INSTRUCTIONS —
a. In the question about computing a struct's size without padding, for which structs does the current attempt work, according to the code comment?
b. Continue the question about computing a struct's size without padding, starting right after its final line.

DOCUMENT EXTRACT —

--------

1

I'm trying to use Boost MPL and Fusion to calculate the size of a struct exclusive of any padding. This is my current best attempt:

Live example

template<class T>
constexpr std::size_t sizeof_members(void)
{
    using namespace std;
    namespace mpl = boost::mpl;
    namespace fusion = boost::fusion;

    //This works, but only for structs containing exactly 4 members...
    typedef typename mpl::apply<mpl::unpack_args<mpl::vector<mpl::_1, mpl::_2, mpl::_3, mpl::_4>::type >, T>::type member_types;

    typedef typename mpl::transform<member_types, mpl::sizeof_<mpl::_1> >::type member_sizes;
    typedef typename mpl::accumulate<member_sizes, mpl::int_<0>, mpl::plus<mpl::_1, mpl::_2> >::type sum;
    return sum();
}

BOOST_FUSION_DEFINE_STRUCT(
    (), Foo_t,
    (std::uint8_t,  a)
    (std::uint16_t, b)
    (std::uint32_t, c)
    (std::uint64_t, d)
);
static_assert(sizeof_members<struct Foo_t>() == 15);

int main()

--------

RECORD LIST —

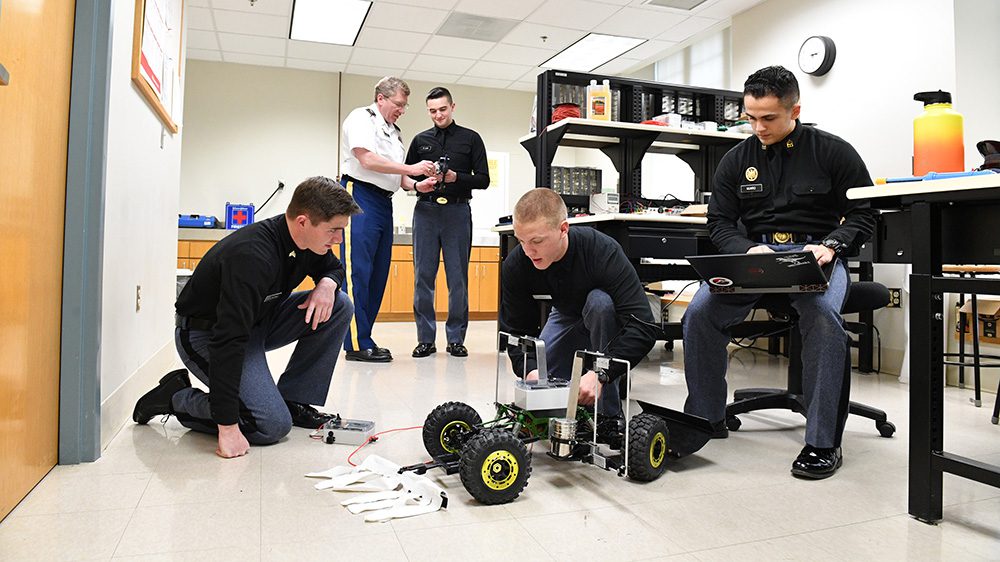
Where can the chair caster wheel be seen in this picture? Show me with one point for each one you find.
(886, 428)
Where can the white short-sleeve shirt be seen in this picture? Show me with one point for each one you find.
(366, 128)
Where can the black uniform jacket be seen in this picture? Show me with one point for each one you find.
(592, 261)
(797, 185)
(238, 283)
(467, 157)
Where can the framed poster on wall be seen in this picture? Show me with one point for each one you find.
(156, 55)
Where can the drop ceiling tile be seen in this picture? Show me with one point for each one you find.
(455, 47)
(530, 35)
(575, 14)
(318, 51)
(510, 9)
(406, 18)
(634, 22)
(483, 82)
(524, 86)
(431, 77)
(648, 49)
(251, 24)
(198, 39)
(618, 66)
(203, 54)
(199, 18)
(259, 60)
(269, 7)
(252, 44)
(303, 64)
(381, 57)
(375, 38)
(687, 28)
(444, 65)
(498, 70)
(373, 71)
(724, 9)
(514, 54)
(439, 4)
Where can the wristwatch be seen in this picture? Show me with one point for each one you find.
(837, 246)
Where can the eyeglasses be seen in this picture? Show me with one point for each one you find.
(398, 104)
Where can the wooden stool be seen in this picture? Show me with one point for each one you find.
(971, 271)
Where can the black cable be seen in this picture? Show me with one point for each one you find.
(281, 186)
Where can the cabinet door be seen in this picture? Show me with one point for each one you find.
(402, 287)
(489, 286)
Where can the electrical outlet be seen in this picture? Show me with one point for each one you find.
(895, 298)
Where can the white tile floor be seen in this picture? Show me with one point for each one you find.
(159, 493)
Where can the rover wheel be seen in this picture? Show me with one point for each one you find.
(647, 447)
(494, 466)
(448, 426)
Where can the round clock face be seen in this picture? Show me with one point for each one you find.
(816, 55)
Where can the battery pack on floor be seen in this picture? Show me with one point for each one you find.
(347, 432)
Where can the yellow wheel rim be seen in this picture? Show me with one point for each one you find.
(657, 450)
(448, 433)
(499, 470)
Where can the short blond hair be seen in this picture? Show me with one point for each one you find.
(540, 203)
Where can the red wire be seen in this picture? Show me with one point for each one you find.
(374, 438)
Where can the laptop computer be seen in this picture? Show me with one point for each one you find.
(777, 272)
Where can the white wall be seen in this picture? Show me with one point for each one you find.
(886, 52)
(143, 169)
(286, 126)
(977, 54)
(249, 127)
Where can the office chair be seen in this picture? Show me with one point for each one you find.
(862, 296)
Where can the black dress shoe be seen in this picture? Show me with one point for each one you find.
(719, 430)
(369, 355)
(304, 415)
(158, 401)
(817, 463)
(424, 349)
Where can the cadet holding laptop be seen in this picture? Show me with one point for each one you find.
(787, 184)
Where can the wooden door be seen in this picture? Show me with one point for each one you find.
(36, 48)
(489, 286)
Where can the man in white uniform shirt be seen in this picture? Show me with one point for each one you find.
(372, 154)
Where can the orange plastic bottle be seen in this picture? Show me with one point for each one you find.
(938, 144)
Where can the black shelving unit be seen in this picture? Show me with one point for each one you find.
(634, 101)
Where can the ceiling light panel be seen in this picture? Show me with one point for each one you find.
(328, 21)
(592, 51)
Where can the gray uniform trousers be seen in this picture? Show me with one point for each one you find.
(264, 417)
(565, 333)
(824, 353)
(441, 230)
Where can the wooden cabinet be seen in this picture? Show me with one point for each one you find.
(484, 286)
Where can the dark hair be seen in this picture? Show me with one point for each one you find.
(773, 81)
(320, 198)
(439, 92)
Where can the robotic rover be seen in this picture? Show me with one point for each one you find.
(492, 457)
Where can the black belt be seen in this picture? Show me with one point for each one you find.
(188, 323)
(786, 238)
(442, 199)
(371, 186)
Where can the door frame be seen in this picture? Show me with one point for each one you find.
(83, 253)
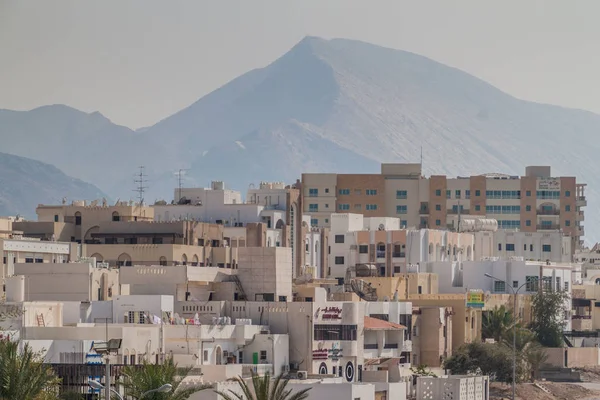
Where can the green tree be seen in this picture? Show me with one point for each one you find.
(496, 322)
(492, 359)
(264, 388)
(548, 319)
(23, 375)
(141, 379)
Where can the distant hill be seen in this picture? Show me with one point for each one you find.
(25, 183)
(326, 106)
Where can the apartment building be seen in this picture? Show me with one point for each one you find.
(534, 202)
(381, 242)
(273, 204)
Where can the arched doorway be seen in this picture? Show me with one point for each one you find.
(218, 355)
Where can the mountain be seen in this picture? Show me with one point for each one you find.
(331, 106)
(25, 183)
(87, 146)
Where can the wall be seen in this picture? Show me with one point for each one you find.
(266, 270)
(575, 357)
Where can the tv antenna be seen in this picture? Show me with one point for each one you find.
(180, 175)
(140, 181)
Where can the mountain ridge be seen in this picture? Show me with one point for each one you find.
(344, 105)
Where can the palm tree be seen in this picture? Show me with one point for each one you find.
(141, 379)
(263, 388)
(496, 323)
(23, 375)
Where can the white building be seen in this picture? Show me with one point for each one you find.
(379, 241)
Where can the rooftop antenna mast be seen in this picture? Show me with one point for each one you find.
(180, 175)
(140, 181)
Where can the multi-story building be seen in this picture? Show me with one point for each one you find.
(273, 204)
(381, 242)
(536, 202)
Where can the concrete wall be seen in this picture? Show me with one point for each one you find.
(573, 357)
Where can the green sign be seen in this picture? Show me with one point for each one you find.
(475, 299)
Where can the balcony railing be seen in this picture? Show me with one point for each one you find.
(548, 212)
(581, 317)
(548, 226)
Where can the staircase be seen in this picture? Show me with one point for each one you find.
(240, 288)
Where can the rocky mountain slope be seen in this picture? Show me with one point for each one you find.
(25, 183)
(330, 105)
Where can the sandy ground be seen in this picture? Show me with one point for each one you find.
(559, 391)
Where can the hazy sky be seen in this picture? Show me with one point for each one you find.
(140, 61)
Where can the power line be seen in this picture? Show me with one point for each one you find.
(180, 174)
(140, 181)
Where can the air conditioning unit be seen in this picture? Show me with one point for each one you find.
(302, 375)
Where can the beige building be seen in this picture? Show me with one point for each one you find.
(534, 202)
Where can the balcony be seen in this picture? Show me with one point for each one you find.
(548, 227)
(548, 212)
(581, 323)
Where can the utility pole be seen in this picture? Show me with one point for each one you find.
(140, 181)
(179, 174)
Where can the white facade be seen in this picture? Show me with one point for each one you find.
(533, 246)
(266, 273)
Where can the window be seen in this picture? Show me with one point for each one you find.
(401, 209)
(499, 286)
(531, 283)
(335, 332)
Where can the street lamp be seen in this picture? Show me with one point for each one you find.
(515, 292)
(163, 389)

--------

EXPECTED ANSWERS —
a. Only for structs that contain exactly four members.

b.
{
    std::cout << "sizeof_members = " << sizeof_members<struct Foo_t>() << std::endl;
    std::cout << "sizeof = " << sizeof(struct Foo_t) << std::endl;

    return 0;
}

Expected output:

sizeof_members<struct Foo_t>() = 15
sizeof(struct Foo_t) = 16

I can transform a Sequence of types to a Sequence of integers containing the size of each type, and I can compute the sum over that Sequence, but I'm having trouble with the first step of turning the struct into a Sequence of types. The Fusion docs say that BOOST_FUSION_DEFINE_STRUCT generates boilerplate to define and adapt an arbitrary struct as a model of Random Access Sequence, which I believe should be compatible with mpl::transform, however there seems to be some glue code that I'm missing to make this work. My current approach using mpl::unpack_args works but only for structs with exactly four fields.

How can I extend this to arbitrary structs with more or fewer fields?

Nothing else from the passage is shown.